Stored data entries:
--------------------------------

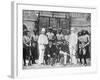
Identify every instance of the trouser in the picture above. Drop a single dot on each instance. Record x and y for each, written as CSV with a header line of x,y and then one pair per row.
x,y
41,54
72,49
65,56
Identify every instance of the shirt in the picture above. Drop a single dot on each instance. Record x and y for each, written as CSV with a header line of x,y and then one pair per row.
x,y
73,39
50,35
42,39
60,36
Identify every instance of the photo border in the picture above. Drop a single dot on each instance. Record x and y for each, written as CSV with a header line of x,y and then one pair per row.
x,y
17,70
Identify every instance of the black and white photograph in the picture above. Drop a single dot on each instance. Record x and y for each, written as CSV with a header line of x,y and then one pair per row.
x,y
53,39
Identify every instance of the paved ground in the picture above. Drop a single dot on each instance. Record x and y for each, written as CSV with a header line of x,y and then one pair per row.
x,y
36,66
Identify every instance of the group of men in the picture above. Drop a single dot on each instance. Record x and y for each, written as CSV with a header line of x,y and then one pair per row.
x,y
52,47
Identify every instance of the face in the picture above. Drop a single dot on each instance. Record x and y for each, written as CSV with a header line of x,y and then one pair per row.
x,y
50,43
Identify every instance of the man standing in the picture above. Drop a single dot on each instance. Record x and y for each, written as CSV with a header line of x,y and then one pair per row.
x,y
73,45
42,41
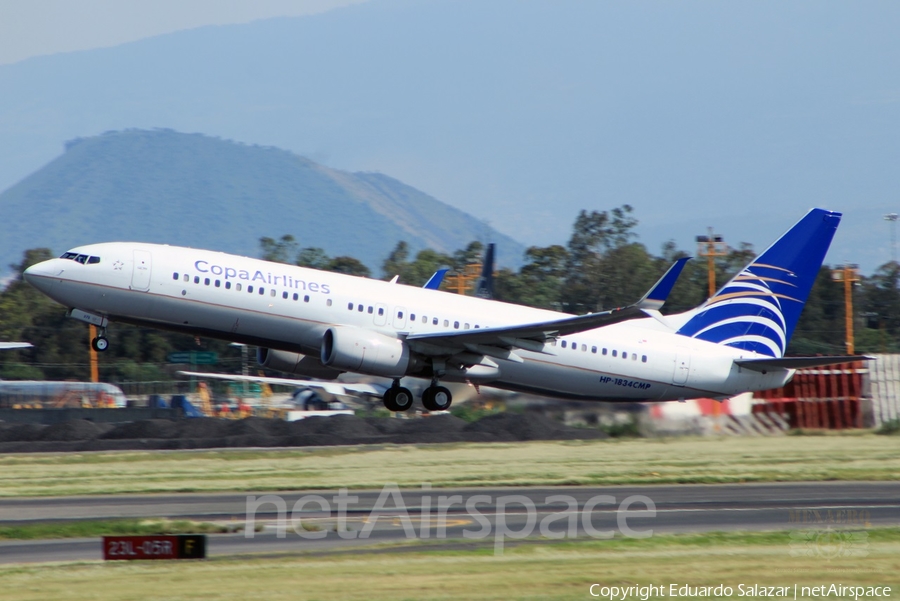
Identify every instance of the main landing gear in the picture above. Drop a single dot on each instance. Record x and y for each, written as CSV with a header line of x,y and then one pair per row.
x,y
100,343
434,398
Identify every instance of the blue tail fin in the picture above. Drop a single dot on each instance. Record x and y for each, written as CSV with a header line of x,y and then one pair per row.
x,y
759,308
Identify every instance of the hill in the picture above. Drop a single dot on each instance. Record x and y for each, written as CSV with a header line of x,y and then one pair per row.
x,y
194,190
739,116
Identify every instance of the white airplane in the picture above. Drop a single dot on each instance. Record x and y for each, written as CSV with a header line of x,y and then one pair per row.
x,y
320,324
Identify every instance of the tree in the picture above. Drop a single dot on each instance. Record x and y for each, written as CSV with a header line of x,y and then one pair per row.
x,y
279,251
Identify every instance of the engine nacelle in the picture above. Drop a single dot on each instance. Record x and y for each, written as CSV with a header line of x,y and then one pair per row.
x,y
364,351
295,363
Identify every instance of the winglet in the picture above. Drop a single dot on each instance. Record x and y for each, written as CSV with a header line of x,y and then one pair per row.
x,y
434,282
656,297
485,287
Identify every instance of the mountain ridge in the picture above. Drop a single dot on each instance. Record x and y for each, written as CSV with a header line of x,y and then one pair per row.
x,y
195,190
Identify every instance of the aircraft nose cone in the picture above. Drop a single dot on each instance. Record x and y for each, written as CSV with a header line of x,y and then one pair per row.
x,y
40,275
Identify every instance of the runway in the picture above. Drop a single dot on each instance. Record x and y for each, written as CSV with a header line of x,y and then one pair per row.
x,y
317,522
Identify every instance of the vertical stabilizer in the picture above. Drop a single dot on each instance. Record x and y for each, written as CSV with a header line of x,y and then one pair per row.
x,y
759,308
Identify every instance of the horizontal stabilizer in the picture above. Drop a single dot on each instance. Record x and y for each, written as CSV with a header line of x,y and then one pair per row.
x,y
434,282
797,362
656,297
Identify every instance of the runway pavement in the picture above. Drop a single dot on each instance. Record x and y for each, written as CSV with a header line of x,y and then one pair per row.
x,y
334,521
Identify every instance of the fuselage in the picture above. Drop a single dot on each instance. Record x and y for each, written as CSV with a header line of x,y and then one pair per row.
x,y
289,308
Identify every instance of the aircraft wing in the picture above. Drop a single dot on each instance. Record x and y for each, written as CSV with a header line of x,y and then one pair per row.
x,y
498,342
530,337
797,362
339,388
11,345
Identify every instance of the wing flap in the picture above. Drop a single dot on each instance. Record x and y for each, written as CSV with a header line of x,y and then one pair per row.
x,y
797,362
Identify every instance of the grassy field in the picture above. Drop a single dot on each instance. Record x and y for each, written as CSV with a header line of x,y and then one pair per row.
x,y
642,461
545,572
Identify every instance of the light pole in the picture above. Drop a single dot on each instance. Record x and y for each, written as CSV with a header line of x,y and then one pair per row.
x,y
892,217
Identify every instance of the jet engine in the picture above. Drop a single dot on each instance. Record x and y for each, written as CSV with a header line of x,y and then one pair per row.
x,y
295,363
364,351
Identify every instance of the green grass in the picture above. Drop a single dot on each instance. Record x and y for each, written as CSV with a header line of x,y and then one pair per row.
x,y
621,461
95,528
551,571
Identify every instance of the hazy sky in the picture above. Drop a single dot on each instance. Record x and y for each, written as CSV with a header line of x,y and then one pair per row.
x,y
37,27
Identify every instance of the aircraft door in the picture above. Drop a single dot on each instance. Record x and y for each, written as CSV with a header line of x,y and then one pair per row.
x,y
140,277
380,315
399,318
682,367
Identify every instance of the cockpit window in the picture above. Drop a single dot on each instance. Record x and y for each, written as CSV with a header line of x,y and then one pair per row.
x,y
83,259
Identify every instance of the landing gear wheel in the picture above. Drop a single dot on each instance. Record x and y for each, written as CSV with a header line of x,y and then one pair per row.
x,y
398,398
436,398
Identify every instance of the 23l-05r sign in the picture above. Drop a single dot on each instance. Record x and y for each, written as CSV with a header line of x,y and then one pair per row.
x,y
184,546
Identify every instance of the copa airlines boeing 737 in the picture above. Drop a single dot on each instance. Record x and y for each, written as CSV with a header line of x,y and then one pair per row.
x,y
320,324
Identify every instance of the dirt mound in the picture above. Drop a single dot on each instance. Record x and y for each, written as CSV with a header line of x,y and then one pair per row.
x,y
143,429
74,429
338,427
527,426
202,427
21,432
258,426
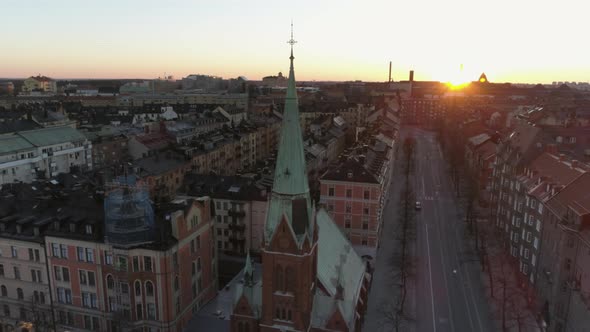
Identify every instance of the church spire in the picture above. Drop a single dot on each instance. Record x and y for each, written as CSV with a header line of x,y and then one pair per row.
x,y
290,192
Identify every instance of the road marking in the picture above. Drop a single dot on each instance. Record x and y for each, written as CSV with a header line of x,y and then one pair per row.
x,y
430,272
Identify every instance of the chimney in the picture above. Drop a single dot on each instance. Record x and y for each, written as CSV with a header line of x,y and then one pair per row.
x,y
551,148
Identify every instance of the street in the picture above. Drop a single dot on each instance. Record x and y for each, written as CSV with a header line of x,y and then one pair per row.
x,y
446,293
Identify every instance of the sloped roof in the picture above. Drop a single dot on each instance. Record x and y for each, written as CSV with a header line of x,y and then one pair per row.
x,y
557,171
338,264
576,195
359,173
53,135
13,143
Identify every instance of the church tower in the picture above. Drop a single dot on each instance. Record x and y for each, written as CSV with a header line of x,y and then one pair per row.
x,y
289,254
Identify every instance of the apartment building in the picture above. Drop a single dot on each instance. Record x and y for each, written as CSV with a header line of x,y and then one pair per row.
x,y
354,193
25,292
564,271
39,84
94,280
43,153
240,208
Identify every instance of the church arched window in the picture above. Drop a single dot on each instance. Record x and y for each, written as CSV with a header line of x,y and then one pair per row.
x,y
290,279
279,278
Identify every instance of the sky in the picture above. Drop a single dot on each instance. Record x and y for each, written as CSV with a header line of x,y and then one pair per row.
x,y
510,40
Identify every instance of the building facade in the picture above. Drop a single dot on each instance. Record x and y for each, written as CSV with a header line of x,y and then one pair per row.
x,y
43,153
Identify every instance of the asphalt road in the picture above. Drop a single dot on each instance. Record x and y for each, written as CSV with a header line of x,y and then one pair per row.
x,y
449,293
446,294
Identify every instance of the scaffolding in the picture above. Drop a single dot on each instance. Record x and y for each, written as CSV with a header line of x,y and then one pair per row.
x,y
129,216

--------------------------------

- WHAT IS EXPECTED -
All entries are to be duplicated exactly, with the pictures left out.

- EXERCISE OUTPUT -
Identify every instance of the trouser in the picture above. Drop a single dot on each instance. Record x and y for each, written as CSV with a header line of x,y and then one pair per row.
x,y
41,54
72,49
65,56
Identify every instance of the shirt in the picture above. Drop a single dot on each instance. Record x and y for each, written as CSV with a header line of x,y and then one pair per row.
x,y
73,39
50,35
42,39
60,36
Identify every instance of the photo border in the picture above. Drop a single dot on each instance. Record x and y for each, written as CSV with a header line of x,y and then one pair per row.
x,y
17,70
Identify every instance of the black and white photograph in the picture above. Drop a single dot on each instance. Record x and y for each, written as CSV with a header line of x,y and then one pair per row.
x,y
53,39
Identify every instance of the paved ground in the picture above. Drop a single dot on each instance. Record x and y for each, written as CSV with a header line of x,y and then one pair per row.
x,y
36,66
Identify every instance of the group of men in the picture above. Drop a single dot on each instance. Record x and y for each, written as CSV with a header line of x,y and then one pair per row.
x,y
52,47
Identify every instance of the face in the picture above. Drop a single dot on each instance. Record x and y for each, written as CSV with a header line of x,y and then one pair per row.
x,y
50,43
Identify every instance of the man standing in the picture above. Drop a single dot on each instance. Record x and y for each, written as CSV with a header line of x,y and then one pair per row.
x,y
73,45
42,41
Identify every instance of the main landing gear in the picture above. Drop a single dot on each instance. Record x and y for each, written as CSV with a header line of x,y and then one pair per row.
x,y
100,343
434,398
Identify every instance of the blue tail fin in the picture above. Drop a single dot on each instance. Record x and y for each, written as CSV with a header line of x,y and then one pair per row.
x,y
759,308
Identify every instance of the hill in the picture above. Drop a single dot on each instance. Record x and y for each, written as CSV with a header line of x,y and then one pair per row.
x,y
194,190
739,116
Identify every instance of the white airplane in the picture above. Drop a single dot on each instance. Record x and y for each, written as CSV with a header line of x,y and then one pair per row.
x,y
320,324
Identify every instance of the tree in the picture above. Drop a single dot on each instance. Record x and y for each, written as CSV with a header line of x,y and then one pair per row.
x,y
279,251
Identify every instance of the engine nacelle in the picture above. Drop a single dot on each instance. Record x and y for each, written as CSV with a header line of x,y and then one pair per row.
x,y
364,351
295,363
Identify every instance of the winglet in the picture above. Drop a single dot on each instance. Record x and y for each, written as CSV with a header line of x,y and then one pair per row.
x,y
434,282
656,297
485,287
Identify every instance of the mountain ridge in the picture above. Drop a single dot on each instance. Record x and y for each, written as CSV with a header line of x,y and then one pair per row.
x,y
195,190
Identify every instance of the aircraft nose cone in the picture above. Drop a single dot on each instance. Record x and y for each, written as CSV with a header line of x,y and then one pair per row.
x,y
40,275
Identify every instance of the runway in the picture above. Drop a single dot on each instance. Record x and y for each, written as CSV with a header line of x,y and then one pair per row.
x,y
317,522
Identify every instance of the vertical stabilizer in the picture above. Drop a single dot on each instance. Record x and y for each, written as CSV with a header line of x,y and then one pair per row.
x,y
759,308
Identify every instance of the horizontal stabilizer in the picture above. Drop a single dot on each instance. Record x and y for each, written as CSV with a header line of x,y and then one pair per row.
x,y
434,282
797,362
656,297
Identify every instance of the runway pavement in the picture above. Drop a single dot on each instance. Record x and y for each, written as CSV with a header line of x,y and then one pair per row.
x,y
334,521
Identify every instance of the fuselage in the picture above. Drop a single dot on each instance. Record x and y for each, written as CSV with a header line of x,y and then one pair per row.
x,y
289,308
Identify every instance of the aircraft wing in the picture above. Drop a single dot on each instance. Record x and y for each, written as CSV with a header line of x,y and then one pair per row.
x,y
498,342
530,337
797,362
339,388
11,345
Identify every instance of the wing flap in the picture above. Drop a single dot on each instance. Record x and y for each, written as CSV with a header line of x,y and then one pair per row.
x,y
797,362
Identify every instance of the grassy field in the picture above. Drop a single dot on each instance. Record x and y for each, written as CSV with a header line of x,y and then one pair per row.
x,y
642,461
545,572
Identify every instance of the light pole in the picture above. Drop a single dot on each instance. Record x and y for each, written as CSV with a header line of x,y and then one pair per row.
x,y
892,217
Identify every instance of the jet engine in the picture above. Drop a single dot on each instance. Record x and y for each, written as CSV with a header line of x,y and then one pair per row.
x,y
295,363
364,351
Identify every instance of the green grass in the picture above. Drop a single dot on each instance. Record x and y for each, written as CSV with a header line of x,y and then one pair per row.
x,y
621,461
95,528
551,571
Identify every instance of the hazy sky in the picture above. Drop a single dot on each instance. Record x and y for each, written as CSV with a header line of x,y and then one pair per row.
x,y
37,27
Identify every instance of the aircraft door in the picture above. Drop a single dot on each instance. Record x and y for each, written as CSV with a header line of x,y and then one pair per row.
x,y
140,277
380,315
399,318
682,367
Identify every instance of the cockpit window in the picture above. Drop a single dot on each instance. Record x and y for each, written as CSV with a header line of x,y and then one pair per row.
x,y
83,259
Identify every instance of the landing gear wheel in the picture above. Drop a single dot on each instance. Record x and y for each, written as CSV with a header line of x,y and then one pair per row.
x,y
398,398
436,398
Identify every instance of the 23l-05r sign in the picture above. Drop a single dot on each instance. Record x and y for each, written as CSV with a header line of x,y and then one pair per row.
x,y
184,546
Identify every instance of the copa airlines boeing 737 in the picture above. Drop a single dot on each instance. Record x and y for each, written as CSV with a header line of x,y and then one pair per row.
x,y
320,324
Identify every instance of the dirt mound in the picture above. Drop a single dot on each instance. Record x and y for each, written as CSV with a header line of x,y and then one pair per row.
x,y
143,429
74,429
338,427
527,426
202,427
21,432
258,426
Identify every instance of the church spire in the picture above. Drop a single dot on each instance. Record x and y for each, written as CSV with a header line of x,y and then one pair per row.
x,y
290,192
Identify every instance of the road marking in the picture above. Drop a single dot on each instance. Record x and y for each, written as CSV with a header line of x,y and then one pair per row.
x,y
430,272
Identify every instance of the chimney in the picture above. Drop a single dot on each instance. Record x and y for each, written as CSV with a header line of x,y and then one pair per row.
x,y
551,148
Identify every instance of the street in the picture above. Drop a single dot on each instance. Record x and y for each, written as CSV with a header line of x,y and then one pair per row.
x,y
446,293
Identify every instance of the sloped roof in the picture above. Drop a single dot on each instance. Record x and y for each, written as CSV with a header line of x,y and then one pair per row.
x,y
557,171
338,264
576,195
359,173
53,135
13,143
Identify every instance of the church tower in the picture above. Drop a single dot on each instance. Record x and y for each, written as CSV with a header line of x,y and then one pair per row.
x,y
289,254
Identify every instance of the apartment building in the picture above. Drop a single dot on each instance. Record x and y for each, written as CSV with a header line of x,y and then one pair per row.
x,y
354,193
25,292
564,271
39,84
94,280
43,153
240,208
Identify every instance of the church arched window in the picture above. Drop a single dot on each instance. Record x and y for each, written as CSV with a header line of x,y and then one pair per row.
x,y
290,279
279,278
Identify every instance of the sky in the picture above. Drop a single dot on each instance. Record x and y for each, written as CSV with a header line of x,y and then one pair per row.
x,y
510,40
Identify every instance of the building facade in the picture above. Drop a single dot on each instance. Record x and y for each, written as CSV with a header line of x,y and then one pair per row.
x,y
43,153
Identify every instance of the asphalt road in the picture above. Drop a single dot on each instance. Record x and y for each, written as CSV with a header line of x,y and then one pair per row.
x,y
449,293
446,294
Identify every instance of the scaffolding in the picture above. Drop a single dot on each instance. Record x and y for each, written as CSV with a header line of x,y and then one pair per row.
x,y
129,216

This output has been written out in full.